◆ Yang Harus Dibuat ◆
Bisakah Anda menyalin persis bagian teks sejarah Kabupaten Sukabumi, mulai dari kata-kata yang memuat "Kabupaten Sukabumi berdiri" dan berhenti setelah "Timur di Tasikmalaya."?

◆ Potongan Teks ◆
Pada masa kolonial Hindia Belanda, Kabupaten Sukabumi berada di bawah Kabupaten Cianjur, bagian dari Karesidenan Priangan. Pada 1776, Bupati Cianjur keenam Raden Noh Wiratanudatar VI membentuk kepatihan Tjikole, terdiri dari enam distrik yaitu Tjimahi, Tjitjoeroeg, Goenoengparang, Tjiheoelang, Djampangtengah, dan Djampangkoelon dengan pusat pemerintahan di Tjikole (Kota Sukabumi).
13 Januari 1815, Kepatihan Tjikole berubah menjadi Kepatihan Sukabumi, atas usulan ahli bedah Dr. Andries de Wilde, pemilik perkebunan kopi dan teh di Sukabumi. Nama "Soekabhoemi" berasal dari Bahasa Sansekerta, soeka berarti kesenangan, kesukaan, kebahagiaan, dan bhoemi berarti bumi atau tanah. Jadi Sukabumi memiliki arti, tanah yang disukai.
Kabupaten Sukabumi berdiri sejak ditetapkan Besluit Gubernur Jenderal Dirk Fock no. 71 tanggal 25 April 1921. Terpisah dari Kabupaten Cianjur sejak 1 Juni 1921, dengan bupati pertama adalah R. A. A. Soerianatabrata. Tahun 1923, Karesidenan Priangan dimekarkan tiga yaitu Priangan Barat berpusat di Sukabumi, Priangan Tengah di Bandung, dan Priangan Timur di Tasikmalaya.
Bupati kedua Sukabumi adalah R. A. A. Soeriadanoeningrat, memerintah sampai masa pendudukan Jepang. Hingga terjadi perombakan pembagian administratif di wilayah Jawa Barat, dengan membentuk lima karesidenan baru, yaitu Banten, Batavia, Bogor, Cirebon, dan Priangan.
Kabupaten Sukabumi sebelumnya merupakan bagian dari Karesidenan Priangan Barat, selanjutnya dimasukkan ke Bogor, karenanya wilayah Kabupaten dan Kota Sukabumi memiliki plat nomor kendaraan F.
Hindia Belanda takluk dari Jepang pada 8 Maret 1942, Karesidenan Priangan pun berganti nama menjadi Syukocan dengan kepala daerahnya Syukocanco. Kabupaten menjadi Ken, kepala daerahnya disebut Kenco. Kenco pertama Sukabumi R. A. A. Soeriadanoeningrat, wafat tahun 1942, lalu digantikan R. Tirta Soeyatna.

◆ Entri Data ◆

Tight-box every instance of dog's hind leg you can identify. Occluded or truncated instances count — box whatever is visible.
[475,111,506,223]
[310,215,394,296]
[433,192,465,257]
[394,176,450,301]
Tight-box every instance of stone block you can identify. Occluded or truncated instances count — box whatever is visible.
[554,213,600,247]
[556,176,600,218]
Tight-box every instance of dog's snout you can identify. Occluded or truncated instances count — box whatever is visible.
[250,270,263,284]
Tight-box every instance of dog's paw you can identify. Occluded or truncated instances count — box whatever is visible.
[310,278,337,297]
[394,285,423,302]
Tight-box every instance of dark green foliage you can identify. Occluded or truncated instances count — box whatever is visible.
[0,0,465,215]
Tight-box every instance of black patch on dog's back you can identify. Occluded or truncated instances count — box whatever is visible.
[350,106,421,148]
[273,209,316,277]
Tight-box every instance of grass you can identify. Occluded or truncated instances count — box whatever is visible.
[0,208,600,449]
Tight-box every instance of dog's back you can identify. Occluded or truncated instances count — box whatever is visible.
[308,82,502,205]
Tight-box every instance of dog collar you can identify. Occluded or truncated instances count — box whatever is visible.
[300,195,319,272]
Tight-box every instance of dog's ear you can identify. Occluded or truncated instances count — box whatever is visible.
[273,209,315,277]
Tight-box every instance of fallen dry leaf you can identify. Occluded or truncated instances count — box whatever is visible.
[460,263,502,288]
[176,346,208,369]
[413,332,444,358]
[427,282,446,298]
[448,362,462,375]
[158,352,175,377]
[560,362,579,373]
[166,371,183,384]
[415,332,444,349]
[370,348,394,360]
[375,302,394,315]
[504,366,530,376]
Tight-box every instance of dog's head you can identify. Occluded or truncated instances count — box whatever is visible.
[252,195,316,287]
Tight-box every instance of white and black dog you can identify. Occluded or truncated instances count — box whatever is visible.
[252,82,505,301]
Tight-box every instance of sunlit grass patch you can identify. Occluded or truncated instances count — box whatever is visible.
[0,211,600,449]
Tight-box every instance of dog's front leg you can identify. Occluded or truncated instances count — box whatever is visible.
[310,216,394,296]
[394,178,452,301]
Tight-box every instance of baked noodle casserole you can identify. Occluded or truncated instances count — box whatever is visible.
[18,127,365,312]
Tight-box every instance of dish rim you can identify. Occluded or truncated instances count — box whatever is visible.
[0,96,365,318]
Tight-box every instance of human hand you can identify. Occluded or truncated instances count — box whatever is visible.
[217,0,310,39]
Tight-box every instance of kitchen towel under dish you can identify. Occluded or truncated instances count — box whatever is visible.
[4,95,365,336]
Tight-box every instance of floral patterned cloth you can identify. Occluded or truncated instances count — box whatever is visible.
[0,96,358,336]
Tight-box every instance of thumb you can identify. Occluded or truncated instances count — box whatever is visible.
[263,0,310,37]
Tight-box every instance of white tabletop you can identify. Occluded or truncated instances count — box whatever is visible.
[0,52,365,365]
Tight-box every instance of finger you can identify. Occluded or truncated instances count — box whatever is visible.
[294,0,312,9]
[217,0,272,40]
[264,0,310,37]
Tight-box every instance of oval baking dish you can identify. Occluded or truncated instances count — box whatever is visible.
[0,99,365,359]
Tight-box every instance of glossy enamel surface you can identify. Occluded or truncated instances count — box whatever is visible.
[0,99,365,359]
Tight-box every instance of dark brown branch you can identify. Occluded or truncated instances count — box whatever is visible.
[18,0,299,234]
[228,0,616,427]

◆ Contoh Penyelesaian ◆
Kabupaten Sukabumi berdiri sejak ditetapkan Besluit Gubernur Jenderal Dirk Fock no. 71 tanggal 25 April 1921. Terpisah dari Kabupaten Cianjur sejak 1 Juni 1921, dengan bupati pertama adalah R. A. A. Soerianatabrata. Tahun 1923, Karesidenan Priangan dimekarkan tiga yaitu Priangan Barat berpusat di Sukabumi, Priangan Tengah di Bandung, dan Priangan Timur di Tasikmalaya.